■ Dataset records

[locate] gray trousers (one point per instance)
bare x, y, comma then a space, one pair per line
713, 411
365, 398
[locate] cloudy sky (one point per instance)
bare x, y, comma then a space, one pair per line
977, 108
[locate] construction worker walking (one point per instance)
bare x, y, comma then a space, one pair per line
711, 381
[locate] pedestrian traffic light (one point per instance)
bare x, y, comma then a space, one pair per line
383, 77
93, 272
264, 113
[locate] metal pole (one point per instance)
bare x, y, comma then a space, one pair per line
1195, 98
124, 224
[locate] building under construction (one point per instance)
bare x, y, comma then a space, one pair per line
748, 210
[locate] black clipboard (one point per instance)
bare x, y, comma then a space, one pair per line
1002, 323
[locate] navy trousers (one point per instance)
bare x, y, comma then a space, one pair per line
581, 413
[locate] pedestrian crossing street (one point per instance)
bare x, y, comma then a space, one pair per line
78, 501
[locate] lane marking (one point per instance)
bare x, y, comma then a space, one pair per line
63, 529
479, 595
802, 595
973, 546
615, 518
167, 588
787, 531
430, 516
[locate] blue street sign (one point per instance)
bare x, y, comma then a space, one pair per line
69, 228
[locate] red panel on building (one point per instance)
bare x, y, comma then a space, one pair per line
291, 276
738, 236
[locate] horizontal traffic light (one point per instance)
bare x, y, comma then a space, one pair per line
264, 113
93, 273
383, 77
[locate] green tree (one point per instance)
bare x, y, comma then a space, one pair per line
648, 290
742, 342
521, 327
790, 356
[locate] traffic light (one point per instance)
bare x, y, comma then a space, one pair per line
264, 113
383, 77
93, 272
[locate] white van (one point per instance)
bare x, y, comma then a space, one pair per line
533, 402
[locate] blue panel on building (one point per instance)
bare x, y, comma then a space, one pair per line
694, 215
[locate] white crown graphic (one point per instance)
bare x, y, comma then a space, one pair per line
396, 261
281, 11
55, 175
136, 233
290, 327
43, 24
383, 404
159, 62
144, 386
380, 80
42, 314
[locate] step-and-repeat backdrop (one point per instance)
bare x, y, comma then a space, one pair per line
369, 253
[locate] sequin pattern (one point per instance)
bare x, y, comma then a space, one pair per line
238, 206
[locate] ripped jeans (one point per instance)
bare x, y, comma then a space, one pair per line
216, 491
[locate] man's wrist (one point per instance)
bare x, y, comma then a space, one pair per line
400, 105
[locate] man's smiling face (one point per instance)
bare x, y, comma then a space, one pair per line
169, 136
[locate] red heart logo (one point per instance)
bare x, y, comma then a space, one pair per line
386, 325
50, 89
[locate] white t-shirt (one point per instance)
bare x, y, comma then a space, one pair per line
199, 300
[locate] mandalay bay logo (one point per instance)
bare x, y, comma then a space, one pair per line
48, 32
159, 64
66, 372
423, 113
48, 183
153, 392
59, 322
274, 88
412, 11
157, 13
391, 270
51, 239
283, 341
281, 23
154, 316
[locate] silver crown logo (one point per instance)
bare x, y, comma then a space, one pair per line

■ Task prompt
Convert every line of the records above into a JSON list of strings, one string per line, leaving out any blank lines.

■ Worked answer
[
  "[locate] gray trousers (one point per instance)",
  "bare x, y, comma then a space, one pair per line",
  "713, 411",
  "365, 398",
  "[locate] cloudy sky (one point per instance)",
  "bare x, y, comma then a space, one pair per line",
  "977, 108",
  "[locate] construction worker walking (one point per instance)",
  "bare x, y, comma then a space, one pair per line",
  "711, 381",
  "[locate] pedestrian traffic light (one point per instance)",
  "bare x, y, comma then a space, one pair per line",
  "383, 77",
  "93, 272",
  "264, 113",
  "[locate] metal pole (one point per instance)",
  "bare x, y, comma then a space, one pair per line",
  "1195, 98",
  "124, 224",
  "[locate] building under construction (one point per instance)",
  "bare x, y, comma then a space, one pair per line",
  "748, 210",
  "[locate] black clipboard (one point per instance)",
  "bare x, y, comma then a space, one pair per line",
  "1002, 323",
  "[locate] navy trousers (one point per instance)",
  "bare x, y, comma then a space, one pair per line",
  "581, 413",
  "[locate] pedestrian crossing street (one point per instance)",
  "bare x, y, comma then a space, one pair per line",
  "78, 501",
  "[locate] lane marking (one point per instance)",
  "bare x, y, comma then a space, one pair per line",
  "63, 529",
  "479, 595",
  "802, 595",
  "973, 546",
  "615, 518",
  "167, 588",
  "787, 531",
  "430, 516",
  "[locate] blue street sign (one point per instance)",
  "bare x, y, comma then a space, one pair per line",
  "69, 228",
  "[locate] red panel on building (one point per instance)",
  "bare x, y, comma then a space, one pair per line",
  "291, 276",
  "738, 236",
  "[locate] horizontal traffic light (one point per instance)",
  "bare x, y, comma then a space, one pair per line",
  "264, 113",
  "93, 273",
  "383, 77",
  "[locate] green tree (one point per instance)",
  "bare x, y, comma then a space, one pair per line",
  "648, 290",
  "742, 342",
  "521, 327",
  "790, 356",
  "[locate] traffic light (one point per instance)",
  "bare x, y, comma then a space, one pair per line",
  "264, 113",
  "383, 77",
  "93, 272",
  "[locate] white van (one point per instance)",
  "bare x, y, comma then a space, one pair per line",
  "533, 402",
  "[locate] blue panel on building (one point per instance)",
  "bare x, y, comma then a space, one pair per line",
  "694, 215",
  "[locate] white crown graphic (one point per instance)",
  "bare x, y, comma then a space, one pair per line",
  "396, 261",
  "281, 11",
  "55, 175",
  "136, 233",
  "290, 327",
  "43, 24",
  "383, 404",
  "159, 62",
  "144, 386",
  "380, 80",
  "42, 314",
  "[locate] step-and-repeat backdrop (one point per instance)",
  "bare x, y, comma then a space, one pair per line",
  "369, 253",
  "[locate] sequin pattern (one point per instance)",
  "bare x, y, comma then a space, one pair per line",
  "238, 206",
  "[locate] ripped jeans (one point per instance)",
  "bare x, y, comma then a space, one pair per line",
  "216, 491",
  "[locate] man's wrist (one point per instance)",
  "bare x, y, comma then a space, one pair per line",
  "400, 105",
  "[locate] man's smiling face (one point per instance)",
  "bare x, y, comma then a space, one pair per line",
  "169, 136",
  "[locate] red heart logo (one point per instance)",
  "bare x, y, comma then a space, one pair per line",
  "386, 325",
  "50, 89",
  "[locate] white t-shirt (one point per instance)",
  "bare x, y, comma then a space, one pair per line",
  "199, 300",
  "[locate] mandalay bay logo (one point per instance)",
  "bare x, y, comma then a space, one pair per line",
  "48, 32",
  "159, 64",
  "66, 372",
  "423, 113",
  "48, 183",
  "153, 392",
  "59, 322",
  "274, 88",
  "412, 11",
  "157, 13",
  "391, 270",
  "51, 239",
  "283, 341",
  "281, 23",
  "154, 316",
  "[locate] silver crown logo (one point per instance)",
  "bare x, y, comma then a space, one pair per line"
]